— begin SOURCE —
This is to call attention to a result proven elsewhere concerning the relationship of sums involving the coefficients of a polynomial and the remainder for that polynomial up on division by a difference of the base of that polynomial and some term. Let the polynomial be

P(C, k) = c_nkⁿ + c_n-1k^n-1 + … + c₁k + c₀

where C is the sequence of coefficients c_nc_n-1…c₁c₀. This is the representation of the number N=P(C, k) to the base k if all of the coefficients are nonnegative and less than k. Here it is presumed for the simplicity of the presentation that k is a positive integer and the coefficients { c_j for j= 0 to n} are integers in the range from 0 to (k-1). The results however are far more general.

Let h be another integer less than k in magnitude. The theorem is then

P(C, k) = P(C, h) modulo (k-h)

which means that [P(C, k) − P(C, h)] is exactly divisible by (k-h). In other words, P(C, h) is the remainder for the division of P(C, k) by (k-h) or a term differing from that remainder by an integral multiple of (k-h). P(C, h) is, as are all polynomials, a weighted sum of its coefficients in which the weights are the powers of h.

Illustrations for Decimal Numbers

Decimal numbers, numbers to the base 10, are polynomials in powers of 10. So k=10. Let h=1 and hence (k-h) is 9. P(C, 1) is just the sum of the digits of the number. Take C to be 125. Then P(125, 1)=8 and 125=14*9+8. Thus P(C, 1) is equal to the remainder for 125 divided by 9.
— end SOURCE —
REQUIRED TASKS:
1: Answer these about the text on polynomial remainders:
(a) What range of integers are the coefficients presumed to fall in?
(b) In P(C, h), what are the weights on the coefficients?
(c) In the decimal illustration, what value does P(125, 1) take?
2: Transcribe a span of the text on polynomial remainders, starting at "where C is the" and ending at "powers of h.".
— begin SOURCE EXCERPT —
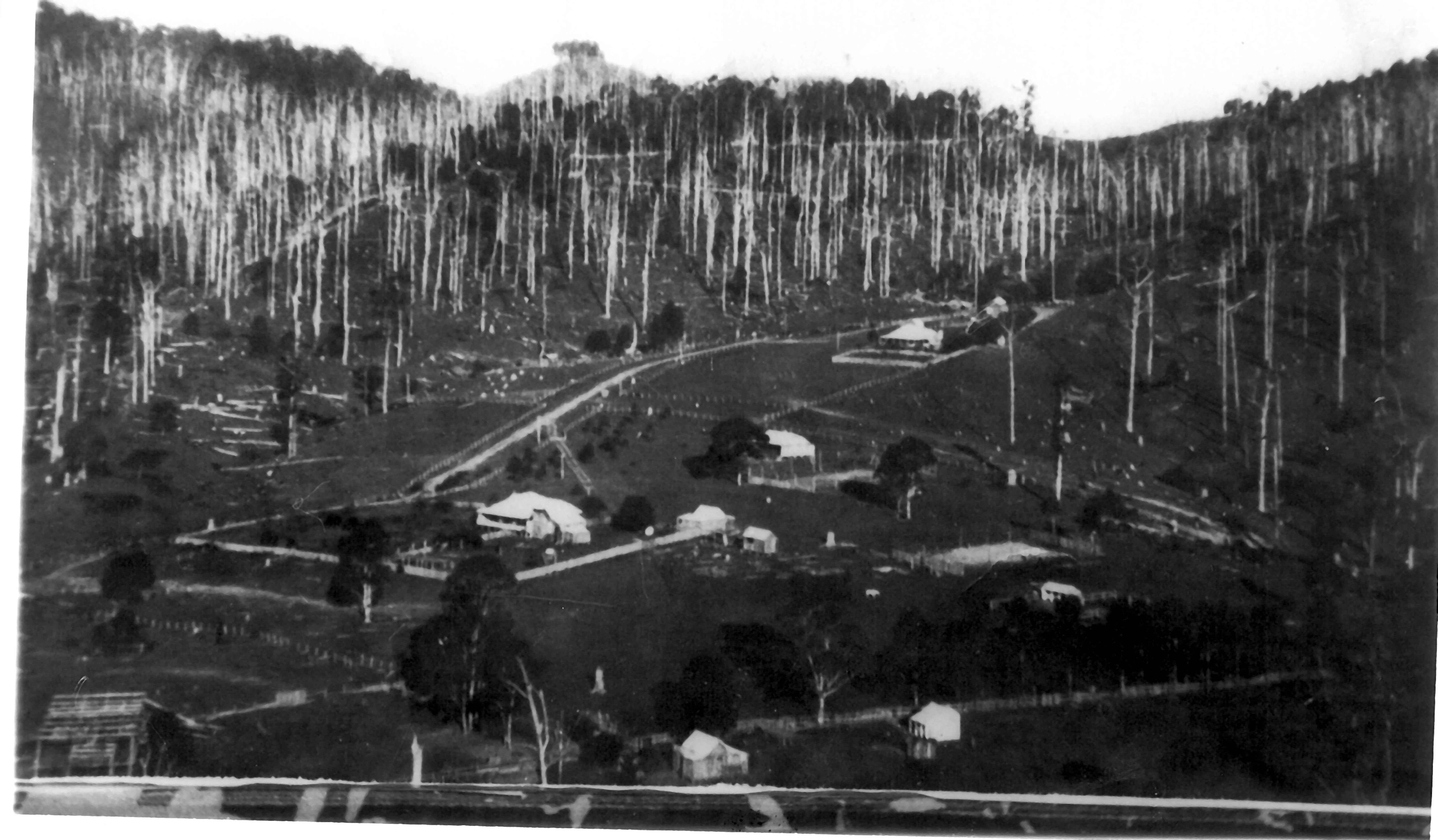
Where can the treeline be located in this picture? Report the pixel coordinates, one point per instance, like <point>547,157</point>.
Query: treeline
— end SOURCE EXCERPT —
ANSWERS TO EACH TASK:
1:
(a) From 0 to (k-1).
(b) The powers of h.
(c) 8.

2:
where C is the sequence of coefficients c_nc_n-1…c₁c₀. This is the representation of the number N=P(C, k) to the base k if all of the coefficients are nonnegative and less than k. Here it is presumed for the simplicity of the presentation that k is a positive integer and the coefficients { c_j for j= 0 to n} are integers in the range from 0 to (k-1). The results however are far more general.

Let h be another integer less than k in magnitude. The theorem is then

P(C, k) = P(C, h) modulo (k-h)

which means that [P(C, k) − P(C, h)] is exactly divisible by (k-h). In other words, P(C, h) is the remainder for the division of P(C, k) by (k-h) or a term differing from that remainder by an integral multiple of (k-h). P(C, h) is, as are all polynomials, a weighted sum of its coefficients in which the weights are the powers of h.